Your objective - Write out the part of the family blog post between "Last Wednesday I" and "much from her.", inclusive.

Supplied text -
--- begin ---

Tuesday, March 13, 2007

Spring is on its way!/Life lessons in relationship

The crocuses have been carpeting the neighbors' back yard for about a week. The ground is thawing (after another late snow last Wednesday!), and we'll be planting peas in the next couple of days. And this morning I heard the geese honking as I lay cuddling with Samuel.

I do so appreciate my affectionate teenagers! I had morning cuddles with both twins this morning. Miriam came in for the first time since we cleaned her room the weekend before last. I've really missed her. As much as I understand her frustration and anger, and our need to be parents, I really felt hurt when she refused hugs. (It's her right, and we have never pushed our kids to be affectionate when they don't want to.)

We did have one really funny story come out of her "punishing silence", and she knows I claim the right to publish it, so here goes. . . Thursday night Tori was giving one of her friends a ride home to our neighborhood, and her car died in the turnaround on the highway just outside the entrance to our neighborhood. Naturally enough, she called for help. Knowing James had work early the next morning, and not wanting to disturb him at 10:45 PM, when Miriam answered the phone, Tori asked her to wake me. Miriam's response? "Can I get James instead? I'm not speaking to Mom." Everyone (except Miriam for some reason) has gotten a good laugh out of this.

Fourteen can be a miserable time to be a girl! Fortunately, I have seventeen and nineteen-year-old daughters to remind me that we CAN all live through it!

A visiting baby in Meeting for Worship this week, along with wonderful times "babysitting" my nieces and nephews in recent weeks, contrasted with adventures in parenting teens and conversations with the ones who have flown the nest, have made me really appreciate how quickly time passes and the kids pass through the phases of life. They all have so much to learn and teach!

Last Wednesday I spent the day with Aria and Evan, my brother Rob's children, while he and Lisa were educating our legislators about Tuberous Sclerosis. It's wonderful to be able to enjoy the results of their loving parenting. The kids are so happy, loving, enthusiastic, creative, and intelligent! I got sleepy toddler hugs from Evan when I arrived, and we had a wonderful time together while Aria was at school. He focuses so intently on his trains and construction projects, and then switches gears, and is all about communicating something imaginative. It's clear that he really enjoys the attention his big sister gives him, and learns so much from her.
Aria is a "model child" (a role model for the other children) in an early intervention program at the neighborhood elementary school, and was delighted to introduce me to her friends. She was even more delighted when I started speaking Spanish with one of her classmates. The kids have an Hispanic day care provider who speaks Spanish with them, and Aria had forgotten that I speak Spanish also. She's hoping to be included in the Spanish immersion kindergarten next year. I hope she makes it! Even with the challenge of learning Spanish, the teachers will have their hands full keeping her challenged! At lunchtime we had an intense conversation about numbers and math, because Aria was looking for a number word that I wasn't getting "right"! (You have to understand, twenty plus twenty equals forty, which is a new word for multiple tens. Therefore, by Aria's reasoning, there should also be new words when you add multiple hundreds, and I wasn't giving her that word!)

--- end ---

Entries from a pointing dataset:
--- begin ---

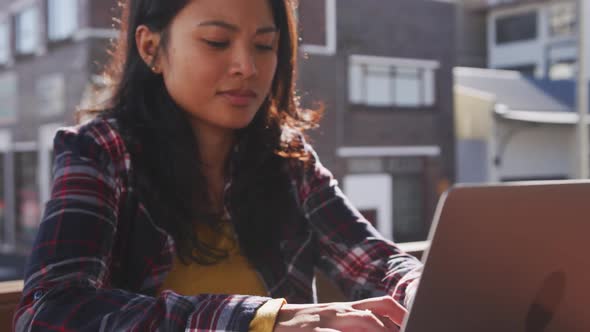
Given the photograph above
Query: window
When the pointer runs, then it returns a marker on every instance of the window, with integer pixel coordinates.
(515, 28)
(4, 43)
(62, 18)
(317, 19)
(408, 208)
(527, 70)
(378, 81)
(562, 70)
(8, 97)
(27, 197)
(563, 19)
(27, 32)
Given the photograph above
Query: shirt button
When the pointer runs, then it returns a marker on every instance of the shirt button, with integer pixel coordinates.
(38, 294)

--- end ---

Solution to this task -
Last Wednesday I spent the day with Aria and Evan, my brother Rob's children, while he and Lisa were educating our legislators about Tuberous Sclerosis. It's wonderful to be able to enjoy the results of their loving parenting. The kids are so happy, loving, enthusiastic, creative, and intelligent! I got sleepy toddler hugs from Evan when I arrived, and we had a wonderful time together while Aria was at school. He focuses so intently on his trains and construction projects, and then switches gears, and is all about communicating something imaginative. It's clear that he really enjoys the attention his big sister gives him, and learns so much from her.